## PROBLEM
Set down each record exactly as written.

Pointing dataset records
════
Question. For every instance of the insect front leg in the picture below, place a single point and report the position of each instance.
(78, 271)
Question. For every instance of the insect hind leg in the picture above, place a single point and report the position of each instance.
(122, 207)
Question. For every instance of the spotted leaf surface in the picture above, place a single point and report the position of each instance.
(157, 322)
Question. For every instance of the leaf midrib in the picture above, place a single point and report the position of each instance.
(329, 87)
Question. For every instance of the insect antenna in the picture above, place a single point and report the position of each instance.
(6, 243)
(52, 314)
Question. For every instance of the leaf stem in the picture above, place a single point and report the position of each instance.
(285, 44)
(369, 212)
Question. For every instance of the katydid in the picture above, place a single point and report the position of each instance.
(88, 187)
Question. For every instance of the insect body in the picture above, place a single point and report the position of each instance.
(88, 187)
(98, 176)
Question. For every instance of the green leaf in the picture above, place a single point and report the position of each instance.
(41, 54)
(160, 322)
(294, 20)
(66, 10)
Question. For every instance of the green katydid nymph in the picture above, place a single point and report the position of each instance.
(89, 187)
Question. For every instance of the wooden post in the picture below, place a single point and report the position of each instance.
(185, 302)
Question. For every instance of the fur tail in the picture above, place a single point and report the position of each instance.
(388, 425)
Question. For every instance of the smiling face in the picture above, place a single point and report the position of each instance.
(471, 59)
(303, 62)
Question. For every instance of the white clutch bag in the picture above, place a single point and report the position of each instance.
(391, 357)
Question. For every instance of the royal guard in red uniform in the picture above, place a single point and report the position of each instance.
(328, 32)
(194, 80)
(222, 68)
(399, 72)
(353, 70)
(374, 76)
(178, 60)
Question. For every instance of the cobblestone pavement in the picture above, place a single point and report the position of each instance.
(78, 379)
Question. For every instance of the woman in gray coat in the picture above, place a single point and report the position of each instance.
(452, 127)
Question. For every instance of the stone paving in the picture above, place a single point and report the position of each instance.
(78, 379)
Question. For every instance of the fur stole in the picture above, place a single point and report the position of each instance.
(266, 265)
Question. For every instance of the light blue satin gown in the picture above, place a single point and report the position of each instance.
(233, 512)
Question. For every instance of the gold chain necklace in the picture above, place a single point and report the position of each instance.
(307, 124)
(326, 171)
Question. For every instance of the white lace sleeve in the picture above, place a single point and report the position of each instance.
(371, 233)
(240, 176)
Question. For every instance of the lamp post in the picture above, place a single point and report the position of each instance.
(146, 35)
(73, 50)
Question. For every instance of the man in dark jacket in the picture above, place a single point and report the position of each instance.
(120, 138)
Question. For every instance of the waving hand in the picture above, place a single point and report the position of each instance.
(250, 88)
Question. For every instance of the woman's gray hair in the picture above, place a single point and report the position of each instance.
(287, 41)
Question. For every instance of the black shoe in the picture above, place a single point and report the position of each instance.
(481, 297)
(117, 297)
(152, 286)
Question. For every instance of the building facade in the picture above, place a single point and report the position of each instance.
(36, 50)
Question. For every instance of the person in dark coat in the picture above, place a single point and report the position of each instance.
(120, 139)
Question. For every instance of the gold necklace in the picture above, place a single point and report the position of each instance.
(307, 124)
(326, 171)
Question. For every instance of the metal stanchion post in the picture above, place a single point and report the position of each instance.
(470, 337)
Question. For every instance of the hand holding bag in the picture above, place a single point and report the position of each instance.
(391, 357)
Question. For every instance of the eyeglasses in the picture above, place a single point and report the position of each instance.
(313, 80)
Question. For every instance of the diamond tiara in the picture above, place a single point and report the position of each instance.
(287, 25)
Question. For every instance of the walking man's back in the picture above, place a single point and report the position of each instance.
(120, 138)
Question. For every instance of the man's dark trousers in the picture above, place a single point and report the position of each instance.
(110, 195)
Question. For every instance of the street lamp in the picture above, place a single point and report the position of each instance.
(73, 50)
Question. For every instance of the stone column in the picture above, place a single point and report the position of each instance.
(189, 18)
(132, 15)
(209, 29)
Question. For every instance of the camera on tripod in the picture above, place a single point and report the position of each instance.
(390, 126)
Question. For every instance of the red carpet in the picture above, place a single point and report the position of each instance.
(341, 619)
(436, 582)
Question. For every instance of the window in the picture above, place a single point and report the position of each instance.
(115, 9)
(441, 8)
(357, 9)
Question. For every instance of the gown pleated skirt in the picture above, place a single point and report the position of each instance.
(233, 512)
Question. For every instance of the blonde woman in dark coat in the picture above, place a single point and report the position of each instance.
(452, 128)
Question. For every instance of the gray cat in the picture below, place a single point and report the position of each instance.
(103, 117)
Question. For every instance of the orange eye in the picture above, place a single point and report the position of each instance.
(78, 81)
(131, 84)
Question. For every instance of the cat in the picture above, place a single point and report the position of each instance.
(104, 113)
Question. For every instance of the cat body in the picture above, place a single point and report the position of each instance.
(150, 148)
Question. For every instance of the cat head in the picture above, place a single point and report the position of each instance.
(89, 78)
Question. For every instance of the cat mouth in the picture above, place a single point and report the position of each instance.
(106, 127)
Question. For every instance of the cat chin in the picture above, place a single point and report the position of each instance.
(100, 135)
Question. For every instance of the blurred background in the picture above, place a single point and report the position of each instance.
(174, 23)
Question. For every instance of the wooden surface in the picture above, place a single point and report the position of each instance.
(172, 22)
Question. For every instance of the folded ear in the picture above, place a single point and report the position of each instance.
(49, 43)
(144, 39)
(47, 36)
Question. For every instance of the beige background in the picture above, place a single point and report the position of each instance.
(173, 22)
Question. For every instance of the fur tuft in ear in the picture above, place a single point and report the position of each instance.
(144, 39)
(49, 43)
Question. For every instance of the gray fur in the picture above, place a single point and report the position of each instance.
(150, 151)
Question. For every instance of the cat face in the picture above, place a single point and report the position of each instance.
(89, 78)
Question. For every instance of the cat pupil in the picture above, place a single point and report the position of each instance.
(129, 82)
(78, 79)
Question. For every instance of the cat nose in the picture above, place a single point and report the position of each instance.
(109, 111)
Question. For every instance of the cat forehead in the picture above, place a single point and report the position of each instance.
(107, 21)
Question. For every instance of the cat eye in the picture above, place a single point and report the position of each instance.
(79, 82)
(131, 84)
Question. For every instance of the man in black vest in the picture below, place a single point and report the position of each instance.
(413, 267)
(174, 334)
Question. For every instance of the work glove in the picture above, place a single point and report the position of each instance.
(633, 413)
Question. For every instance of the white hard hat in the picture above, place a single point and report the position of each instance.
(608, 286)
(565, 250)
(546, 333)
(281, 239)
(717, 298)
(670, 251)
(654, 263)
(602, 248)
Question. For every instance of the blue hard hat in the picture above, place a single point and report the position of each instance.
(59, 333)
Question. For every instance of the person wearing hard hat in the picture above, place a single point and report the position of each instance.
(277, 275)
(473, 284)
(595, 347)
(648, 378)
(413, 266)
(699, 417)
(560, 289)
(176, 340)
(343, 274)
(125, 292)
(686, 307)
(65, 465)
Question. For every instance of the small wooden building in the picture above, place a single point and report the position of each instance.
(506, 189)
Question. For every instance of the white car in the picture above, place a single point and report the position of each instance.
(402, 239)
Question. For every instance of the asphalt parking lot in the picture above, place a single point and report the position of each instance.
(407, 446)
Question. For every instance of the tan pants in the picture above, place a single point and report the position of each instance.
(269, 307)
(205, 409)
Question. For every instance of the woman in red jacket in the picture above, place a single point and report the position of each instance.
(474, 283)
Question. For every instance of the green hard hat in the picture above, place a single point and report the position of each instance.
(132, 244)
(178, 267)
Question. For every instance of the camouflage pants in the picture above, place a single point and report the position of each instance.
════
## ANSWER IN FULL
Question. For every instance of the insect front leg in the picture below, place a single point and report the position of each instance.
(78, 271)
Question. For every instance of the insect hind leg in the picture above, place a single point and report the position of each instance.
(122, 207)
Question. For every instance of the spotted leaf surface in the picture above, place a single point and report the position of each instance.
(157, 322)
Question. For every instance of the leaf midrib in the picture above, place a single point and report the position of each instance.
(329, 87)
Question. For every instance of the insect antenna in the picture above, place a single point and report the position of each instance.
(6, 243)
(52, 314)
Question. For every instance of the leaf stem in the picture above, place a single point and report the position of each instance.
(285, 44)
(369, 212)
Question. For every instance of the katydid in the picture above, place a single point and report the position of each instance.
(88, 187)
Question. For every instance of the insect body in the picture above, place a single point and report the position of each instance.
(88, 187)
(98, 176)
Question. For every instance of the green leaf in the picture above, place a single point and report the position of each instance.
(41, 54)
(160, 322)
(294, 20)
(66, 10)
Question. For every instance of the green katydid nymph in the picture above, place a single point and report the position of each instance.
(89, 187)
Question. For every instance of the wooden post in the picture below, place a single point and report the position of each instance.
(185, 302)
Question. For every instance of the fur tail in the picture above, place a single point and report the position of each instance.
(388, 425)
Question. For every instance of the smiling face in the picture above, place a single point and report the position of each instance.
(471, 59)
(303, 62)
Question. For every instance of the white clutch bag in the picture above, place a single point and report the position of each instance.
(391, 357)
Question. For every instance of the royal guard in red uniform in the picture above, place a single point and report the position of each instance.
(328, 32)
(194, 80)
(222, 68)
(399, 72)
(353, 70)
(374, 76)
(178, 60)
Question. For every instance of the cobblestone pavement in the picture above, place a single point and report the position of each instance.
(78, 379)
Question. For every instance of the woman in gray coat in the picture above, place a single point and report the position of each instance.
(452, 127)
Question. For every instance of the stone paving in the picture above, place a single point and report the position of each instance.
(78, 379)
Question. For every instance of the fur stole in the picture above, place a single point and report the position of each instance.
(266, 265)
Question. For every instance of the light blue satin gown in the picture above, place a single point and report the position of each instance.
(233, 512)
Question. For every instance of the gold chain necklace in the picture above, place a single point and report the position of each instance.
(307, 124)
(326, 171)
Question. For every instance of the white lace sleeve in the picture above, place a single point and report the position of each instance.
(371, 233)
(240, 176)
Question. For every instance of the lamp post in the picture above, place a single point and report the position of each instance.
(146, 35)
(73, 50)
Question. For every instance of the man in dark jacket in the picture above, place a single point and report the position of each instance.
(120, 138)
Question. For every instance of the waving hand in the picture above, place a single point and report the position of each instance.
(250, 88)
Question. For every instance of the woman's gray hair in the picture above, place a single point and report the position of each instance.
(287, 41)
Question. For every instance of the black shoe in the picture above, place a single point and report the position of each instance.
(481, 297)
(117, 297)
(152, 286)
Question. For every instance of the building facade in the picture above, place a single point and report the position of each instance.
(36, 50)
Question. For every instance of the person in dark coat in the picture above, place a single point and report the position of each instance.
(120, 139)
Question. For every instance of the gold necklace in the picture above, place a single point and report the position of each instance.
(307, 124)
(326, 171)
Question. For every instance of the metal stanchion post in the picture above, place a single point and report the position of each instance.
(470, 337)
Question. For every instance of the hand holding bag in the picture above, place a single point and report the position of each instance.
(391, 357)
Question. For every instance of the eyeglasses in the picture above, place a single point and report the position of each instance.
(313, 80)
Question. For every instance of the diamond tiara in the picture above, place a single point and report the position of each instance.
(287, 25)
Question. For every instance of the walking man's back in the picture above, place a single point and report the position of each instance.
(120, 138)
Question. For every instance of the man's dark trousers in the picture above, place a single point and report the position of each instance.
(110, 195)
Question. For every instance of the street lamp in the picture above, place a single point and report the position of each instance.
(73, 50)
Question. For every instance of the stone column in the picture above, place a single point and report the position of each instance.
(189, 18)
(132, 15)
(209, 29)
Question. For every instance of the camera on tripod in the picture above, place a single point and report the position of each instance.
(390, 126)
Question. For every instance of the red carpet in the picture above, place a single point and report the position of each instance.
(341, 619)
(436, 582)
Question. For every instance of the window in the picture above, place a single point and report the position of each instance.
(115, 9)
(441, 8)
(357, 9)
Question. For every instance of the gown pleated skirt in the picture above, place a single point and report the position of each instance.
(233, 512)
Question. For every instance of the blonde woman in dark coat in the picture above, place a single point and report the position of each instance.
(452, 128)
Question. For every instance of the gray cat in the picture below, place a single point and report the position of each instance.
(103, 117)
Question. For every instance of the orange eye in the picture above, place a single point and report the position of each instance.
(78, 81)
(131, 84)
Question. For every instance of the cat in the picture above, place a single point and report the position of each instance.
(104, 113)
Question. For every instance of the cat body in the picture above, place a single point and report the position of each instance.
(150, 148)
Question. For every instance of the cat head in the picture above, place a single point and report the position of each instance.
(89, 78)
Question. For every instance of the cat mouth in the picture above, place a single point and report the position of each instance.
(106, 127)
Question. For every instance of the cat chin in the picture above, place a single point and report the position of each instance.
(100, 135)
Question. For every instance of the blurred background in the picture above, place a single point and report the position of each instance.
(174, 23)
Question. For every instance of the wooden surface in the picture above, place a single point and report the position of each instance.
(172, 22)
Question. For every instance of the folded ear in the picture above, place a single point and report the position of each instance.
(49, 43)
(144, 39)
(47, 36)
Question. For every instance of the beige background in the picture above, place a single point and report the position of each instance.
(173, 22)
Question. For every instance of the fur tuft in ear in the picture above, place a single point and report the position of each instance.
(144, 39)
(49, 43)
Question. For every instance of the gray fur in the picture above, place a single point and report the position of each instance.
(150, 151)
Question. For every instance of the cat face in the picture above, place a single point and report the position of each instance.
(89, 78)
Question. For every instance of the cat pupil in the picture above, place a single point and report the position of each instance.
(129, 82)
(78, 79)
Question. For every instance of the cat nose in the picture above, place a single point and report the position of each instance.
(109, 111)
Question. For every instance of the cat forehead in the picture above, place a single point and report the position of each instance.
(107, 21)
Question. For every instance of the cat eye in the picture above, place a single point and report the position of each instance.
(79, 82)
(131, 84)
Question. For every instance of the man in black vest in the picture below, place a single point and report the position of each instance.
(413, 267)
(174, 334)
Question. For every instance of the work glove in the picture above, place a single point and report the position of each instance.
(633, 413)
Question. For every instance of the white hard hat in the picture above, place a single point and report the position of each instance.
(608, 286)
(565, 250)
(546, 333)
(281, 239)
(717, 298)
(670, 251)
(654, 263)
(602, 248)
Question. For every instance of the blue hard hat in the picture above, place a single point and report the position of each instance.
(59, 333)
Question. For every instance of the person wearing hard hat in the picture above, place a single point and report the position of each instance.
(277, 275)
(473, 284)
(595, 347)
(648, 378)
(413, 266)
(699, 417)
(560, 289)
(176, 340)
(343, 274)
(125, 292)
(686, 307)
(65, 465)
Question. For every instance of the small wooden building in the picture above, place a single point and report the position of each instance.
(506, 189)
Question. For every instance of the white car in the picture above, place a single point and report the position of each instance.
(402, 239)
Question. For every instance of the asphalt parking lot in the picture above, place a single point and report the position of each instance.
(407, 446)
Question. For every instance of the tan pants in the picture above, place a single point and report the position of each instance.
(269, 307)
(205, 409)
Question. For every instance of the woman in red jacket in the picture above, place a single point and report the position of each instance.
(474, 283)
Question. For every instance of the green hard hat in the picture above, place a single point and report the position of each instance.
(132, 244)
(178, 267)
Question. For every instance of the camouflage pants in the picture above, place a single point and report the position of each instance.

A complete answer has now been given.